[Ihre Aufgabe] Wie beurteilt Obama im Textauszug die Entscheidung in rechtlicher Hinsicht?

[Textauszug]

Immigration in den USA: Obama nennt Abschaffung von "Dreamer"-Programm "grausam"
US-Präsident Trump kippt ein Schutzprogramm für Kinder illegaler Einwanderer. Sein Vorgänger Obama kritisiert das in einem langen Facebook-Post auf das Schärfste.
Der frühere US-Präsident Barack Obama hat die von seinem Nachfolger Donald Trump beschlossene Beendigung des Schutzprogramms für Kinder illegaler Einwanderer - sogenannte "Dreamer" - scharf kritisiert. "Diese jungen Leute ins Visier zu nehmen, ist falsch - sie haben nichts Falsches gemacht", schrieb Obama in einer langen Stellungnahme bei Facebook. "Und es ist grausam."
Immigration sei ein umstrittenes Thema, schrieb Obama. Alle wollten sichere Grenzen und eine florierende Wirtschaft. "Aber darum geht es nicht bei der heutigen Entscheidung des Weißen Hauses", schrieb Obama weiter. "Hier geht es um junge Menschen, die in Amerika aufgewachsen sind - Kinder, die an unseren Schulen lernen, junge Erwachsene, die eine Karriere beginnen, Patrioten, die unserer Fahne Loyalität geschworen haben." Diese "Dreamers" seien Amerikaner im Herzen und im Denken.
Die jungen Menschen seien als Kinder von ihren Eltern in die USA gebracht worden. Viele hätten kein anderes Land kennengelernt und sprächen nur Englisch. Die Entscheidung Trumps schade Amerika, denn die "Dreamers" wollten ihren Beitrag leisten für "das Land, das wir lieben".
"Die heutige Entscheidung ist rechtlich nicht notwendig", schrieb Obama weiter. "Es ist eine politische Entscheidung und eine moralische Frage."
"Was immer Amerikaner auch für Bedenken und Beschwerden zu Einwanderung allgemein haben können: Wir sollten die Zukunft dieser jungen Leute nicht gefährden. Sie sind nicht aus eigenem Verschulden hier, sie sind keine Gefahr und nehmen keinem von uns etwas weg."

[Gegebene Informationen]

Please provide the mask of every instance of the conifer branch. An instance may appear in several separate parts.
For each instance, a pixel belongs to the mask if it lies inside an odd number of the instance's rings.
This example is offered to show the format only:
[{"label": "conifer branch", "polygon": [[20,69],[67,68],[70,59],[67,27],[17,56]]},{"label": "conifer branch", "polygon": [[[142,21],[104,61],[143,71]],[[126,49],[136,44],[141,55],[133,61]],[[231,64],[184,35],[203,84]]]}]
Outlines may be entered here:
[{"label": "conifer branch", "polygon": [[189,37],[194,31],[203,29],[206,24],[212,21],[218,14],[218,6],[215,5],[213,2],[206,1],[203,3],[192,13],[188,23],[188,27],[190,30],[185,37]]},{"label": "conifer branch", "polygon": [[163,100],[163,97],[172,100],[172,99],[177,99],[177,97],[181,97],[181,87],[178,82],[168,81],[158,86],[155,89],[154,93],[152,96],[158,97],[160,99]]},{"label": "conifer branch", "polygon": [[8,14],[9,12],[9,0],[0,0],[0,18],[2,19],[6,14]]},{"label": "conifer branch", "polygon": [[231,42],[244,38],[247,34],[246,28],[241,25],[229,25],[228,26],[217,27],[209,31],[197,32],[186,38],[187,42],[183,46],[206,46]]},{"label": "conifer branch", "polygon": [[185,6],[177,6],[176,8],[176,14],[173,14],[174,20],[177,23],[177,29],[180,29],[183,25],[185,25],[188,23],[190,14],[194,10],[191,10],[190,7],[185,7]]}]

[Schriftliche Lösung] Er bezeichnet sie als rechtlich nicht notwendig.